-- start Data extract --

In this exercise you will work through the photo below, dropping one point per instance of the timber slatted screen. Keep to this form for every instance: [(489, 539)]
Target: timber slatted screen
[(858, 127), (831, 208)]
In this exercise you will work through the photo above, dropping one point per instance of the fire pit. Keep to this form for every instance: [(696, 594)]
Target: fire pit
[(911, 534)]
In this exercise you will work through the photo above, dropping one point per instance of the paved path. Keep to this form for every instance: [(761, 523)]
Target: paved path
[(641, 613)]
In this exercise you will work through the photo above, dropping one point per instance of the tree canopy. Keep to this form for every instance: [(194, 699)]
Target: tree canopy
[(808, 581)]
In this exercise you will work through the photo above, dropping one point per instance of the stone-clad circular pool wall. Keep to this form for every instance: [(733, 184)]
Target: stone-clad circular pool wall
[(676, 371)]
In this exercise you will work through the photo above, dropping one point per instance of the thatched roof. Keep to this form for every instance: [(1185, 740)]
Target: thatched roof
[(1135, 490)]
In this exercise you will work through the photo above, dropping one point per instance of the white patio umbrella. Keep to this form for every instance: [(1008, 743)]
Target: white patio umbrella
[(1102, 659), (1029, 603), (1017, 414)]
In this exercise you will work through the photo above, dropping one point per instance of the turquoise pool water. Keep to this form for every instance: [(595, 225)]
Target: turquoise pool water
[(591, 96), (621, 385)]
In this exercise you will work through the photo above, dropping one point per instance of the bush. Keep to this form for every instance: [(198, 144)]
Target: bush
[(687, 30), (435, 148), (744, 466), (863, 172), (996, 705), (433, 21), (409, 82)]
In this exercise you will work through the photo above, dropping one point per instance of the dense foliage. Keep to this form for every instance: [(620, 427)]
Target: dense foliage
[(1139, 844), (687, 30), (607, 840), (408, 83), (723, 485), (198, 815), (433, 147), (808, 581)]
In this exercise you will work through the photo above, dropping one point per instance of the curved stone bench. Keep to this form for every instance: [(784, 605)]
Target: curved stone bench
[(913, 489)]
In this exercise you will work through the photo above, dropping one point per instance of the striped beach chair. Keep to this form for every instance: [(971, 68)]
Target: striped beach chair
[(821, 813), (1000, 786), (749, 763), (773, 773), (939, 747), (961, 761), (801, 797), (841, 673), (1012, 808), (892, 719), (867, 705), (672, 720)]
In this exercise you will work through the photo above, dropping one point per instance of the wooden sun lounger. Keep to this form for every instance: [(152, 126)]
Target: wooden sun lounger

-- end Data extract --

• _What you are asked to do_
Reproduce each of the records above word for word, without changing anything.

• _Written answer_
In this exercise you will work through the photo below, dropping one point per instance of the timber slatted screen. Keep to this form for every instance: [(489, 539)]
Target: timber slatted screen
[(858, 127), (831, 208)]
In this exercise you will work through the photo above, dropping one point per instance of the fire pit. Keep to this form for every instance: [(696, 594)]
Target: fire pit
[(911, 534)]
In this exercise you will work through the photo above, dropping one point per instance of the paved path. Keep to this form for every instance: [(761, 523)]
Target: paved path
[(641, 613)]
In this exercise you will work through the photo above, dropping one point per instance of the tree canopy. Keep to this form for every instance: [(194, 699)]
Target: tree canopy
[(808, 581)]
In this exercise you will work through the photo above, dropping one point per instance of the stone-clad circular pool wall. Keep to this form for every instance: [(733, 184)]
Target: stone-clad circular pool wall
[(676, 371)]
In this exercise you will work through the photo above, dropping one point per instance of the thatched roof. Keep to this form for every instance: [(1185, 740)]
Target: thatched roof
[(1135, 490)]
In this exercise you will work through the photo above, dropping one point per instance of the white patio umbrella. Keep to this form for every instance: [(1008, 743)]
Target: white patio umbrella
[(1102, 659), (1029, 603), (1017, 414)]
In this exercise you will work through the photo above, dropping one point per instance of the turquoise pool water. Keep to this form for every instance: [(595, 225)]
Target: turquoise pool water
[(591, 96), (621, 385)]
In this exercise you will work through the photo above, dropping one point per instance of the bush. Keep to this form for every instance: [(198, 144)]
Target: bush
[(687, 30), (435, 148), (744, 466), (863, 172), (996, 705), (433, 21), (409, 82)]
In this exercise you will work through the photo above, dropping one point per instance of the dense foliage. Keep to this form for every instance: [(620, 427)]
Target: dense foliage
[(1139, 844), (687, 30), (607, 840), (408, 83), (723, 485), (198, 815), (433, 147), (808, 581)]
In this exercise you will work through the photo above, dropping one point per instance of the curved stone bench. Keep to this form for every instance: [(784, 605)]
Target: curved stone bench
[(913, 489)]
In this exercise you will work through the photo above, dropping one point per instance of the striped beach chair. Keep to this form for every instance: [(971, 68)]
Target: striped beach chair
[(821, 813), (1000, 786), (749, 763), (773, 773), (939, 747), (961, 761), (801, 797), (841, 673), (1012, 808), (892, 719), (867, 705), (672, 720)]
In this exercise you will work through the photo above, dropping one point per instance of the wooden sun lounger. Keep to this form for every instance: [(152, 126)]
Target: wooden sun lounger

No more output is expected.